Thursday, January 9, 2020

Micro-services

All the cool kids are doing micro-services these days. They are either writing their new apps as a micro-service architecture, or are in the process of changing their legacy apps to micro-service architectures. The fact that everyone seems to be doing it surely means there are no drawbacks of any note, or that the advantages vastly outweigh them.

I see these advantages to a micro-service architecture:
  • Architectural impedance match — each architectural feature maps to a few obvious micro-services.  For example, if you are adding a feature that simply surfaces a data field to a user interface, you probably need to modify little more than the component that generates the UI.  If you are adding a richer service, you'll need to add a persistence component and a business logic component in addition to the UI component. But the reason there is such a good match between the architecture and the micro-services is simply because you draw circles around each architectural component in your design and declare it to be a micro-service. Basically, if it is worth drawing as a separate component, you consider it worth implementing it as a micro-service.

——————————

◆ **Written instruction 1**: Copy out the passage of the micro-services post word for word, starting with "I see these" and going on through "as a micro-service.".
◆ **Written instruction 2**: According to the micro-services post, which components must be added alongside the UI component when adding a richer service?

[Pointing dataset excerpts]
——————————

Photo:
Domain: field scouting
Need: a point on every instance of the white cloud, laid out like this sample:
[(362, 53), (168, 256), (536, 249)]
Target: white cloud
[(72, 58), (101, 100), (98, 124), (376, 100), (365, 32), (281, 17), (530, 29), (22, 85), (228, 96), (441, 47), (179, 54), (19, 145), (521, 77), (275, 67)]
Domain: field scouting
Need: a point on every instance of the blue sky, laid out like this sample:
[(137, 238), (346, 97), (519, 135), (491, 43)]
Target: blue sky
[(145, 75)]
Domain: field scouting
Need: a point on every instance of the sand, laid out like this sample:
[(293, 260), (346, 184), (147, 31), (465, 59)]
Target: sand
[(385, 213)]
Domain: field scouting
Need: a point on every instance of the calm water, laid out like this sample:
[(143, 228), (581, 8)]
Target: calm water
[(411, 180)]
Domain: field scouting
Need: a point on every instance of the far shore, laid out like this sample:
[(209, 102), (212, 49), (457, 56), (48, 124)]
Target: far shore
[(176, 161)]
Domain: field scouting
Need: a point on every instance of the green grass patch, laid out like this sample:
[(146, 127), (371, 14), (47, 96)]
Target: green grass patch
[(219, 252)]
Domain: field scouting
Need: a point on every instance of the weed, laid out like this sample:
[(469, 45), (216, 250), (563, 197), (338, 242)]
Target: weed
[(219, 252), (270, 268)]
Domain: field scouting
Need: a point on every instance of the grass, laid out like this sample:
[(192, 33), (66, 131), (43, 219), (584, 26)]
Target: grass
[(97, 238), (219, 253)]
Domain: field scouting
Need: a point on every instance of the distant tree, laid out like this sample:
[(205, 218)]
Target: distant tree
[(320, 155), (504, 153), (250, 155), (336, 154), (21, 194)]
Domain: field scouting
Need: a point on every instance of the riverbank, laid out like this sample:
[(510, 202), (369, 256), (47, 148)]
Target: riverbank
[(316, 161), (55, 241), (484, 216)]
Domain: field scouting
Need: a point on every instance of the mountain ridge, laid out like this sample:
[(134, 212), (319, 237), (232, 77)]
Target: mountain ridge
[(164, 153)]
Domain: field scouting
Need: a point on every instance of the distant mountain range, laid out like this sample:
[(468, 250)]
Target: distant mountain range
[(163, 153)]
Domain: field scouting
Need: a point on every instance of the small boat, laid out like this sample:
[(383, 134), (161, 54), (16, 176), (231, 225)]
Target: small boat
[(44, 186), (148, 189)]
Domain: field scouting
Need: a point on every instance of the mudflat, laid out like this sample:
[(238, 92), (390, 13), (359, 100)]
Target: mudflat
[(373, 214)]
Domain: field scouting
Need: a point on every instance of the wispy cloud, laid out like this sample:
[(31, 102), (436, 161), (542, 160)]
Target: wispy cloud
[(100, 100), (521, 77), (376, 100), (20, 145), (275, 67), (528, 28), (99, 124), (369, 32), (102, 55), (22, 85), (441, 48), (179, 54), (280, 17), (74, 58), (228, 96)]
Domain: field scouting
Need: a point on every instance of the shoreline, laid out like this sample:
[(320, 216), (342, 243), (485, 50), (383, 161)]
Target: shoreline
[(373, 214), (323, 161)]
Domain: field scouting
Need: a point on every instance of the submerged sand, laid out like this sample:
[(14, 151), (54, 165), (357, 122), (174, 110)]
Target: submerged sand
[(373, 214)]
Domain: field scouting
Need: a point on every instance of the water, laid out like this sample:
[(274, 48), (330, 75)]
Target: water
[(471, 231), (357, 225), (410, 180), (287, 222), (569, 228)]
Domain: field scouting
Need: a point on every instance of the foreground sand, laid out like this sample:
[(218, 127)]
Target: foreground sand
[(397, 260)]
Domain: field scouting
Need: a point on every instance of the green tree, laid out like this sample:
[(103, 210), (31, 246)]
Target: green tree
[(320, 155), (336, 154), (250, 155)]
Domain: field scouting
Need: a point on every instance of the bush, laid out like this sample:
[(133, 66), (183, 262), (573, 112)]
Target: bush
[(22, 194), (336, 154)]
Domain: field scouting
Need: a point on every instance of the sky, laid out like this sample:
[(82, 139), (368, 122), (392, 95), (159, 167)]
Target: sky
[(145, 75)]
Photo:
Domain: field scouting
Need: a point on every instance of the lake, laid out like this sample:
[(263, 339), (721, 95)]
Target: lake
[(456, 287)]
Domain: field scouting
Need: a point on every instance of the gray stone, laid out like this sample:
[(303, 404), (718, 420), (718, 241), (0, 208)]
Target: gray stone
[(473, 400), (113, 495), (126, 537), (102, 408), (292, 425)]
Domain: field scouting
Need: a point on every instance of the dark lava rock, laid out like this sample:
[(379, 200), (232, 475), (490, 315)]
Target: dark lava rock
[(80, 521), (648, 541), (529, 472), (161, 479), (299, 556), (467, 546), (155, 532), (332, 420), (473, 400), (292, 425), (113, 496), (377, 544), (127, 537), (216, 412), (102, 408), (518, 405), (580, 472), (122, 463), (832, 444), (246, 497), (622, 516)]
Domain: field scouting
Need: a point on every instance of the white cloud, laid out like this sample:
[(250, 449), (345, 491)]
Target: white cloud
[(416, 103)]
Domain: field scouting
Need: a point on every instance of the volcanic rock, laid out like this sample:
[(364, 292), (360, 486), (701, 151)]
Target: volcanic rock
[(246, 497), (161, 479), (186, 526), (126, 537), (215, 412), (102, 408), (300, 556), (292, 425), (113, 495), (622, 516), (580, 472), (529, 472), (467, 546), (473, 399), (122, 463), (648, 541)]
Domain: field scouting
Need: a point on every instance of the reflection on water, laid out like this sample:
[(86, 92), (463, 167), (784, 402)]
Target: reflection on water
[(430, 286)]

——————————

◆ **Right answer 1**:
I see these advantages to a micro-service architecture:
  • Architectural impedance match — each architectural feature maps to a few obvious micro-services.  For example, if you are adding a feature that simply surfaces a data field to a user interface, you probably need to modify little more than the component that generates the UI.  If you are adding a richer service, you'll need to add a persistence component and a business logic component in addition to the UI component. But the reason there is such a good match between the architecture and the micro-services is simply because you draw circles around each architectural component in your design and declare it to be a micro-service. Basically, if it is worth drawing as a separate component, you consider it worth implementing it as a micro-service.

◆ **Right answer 2**: A persistence component and a business logic component.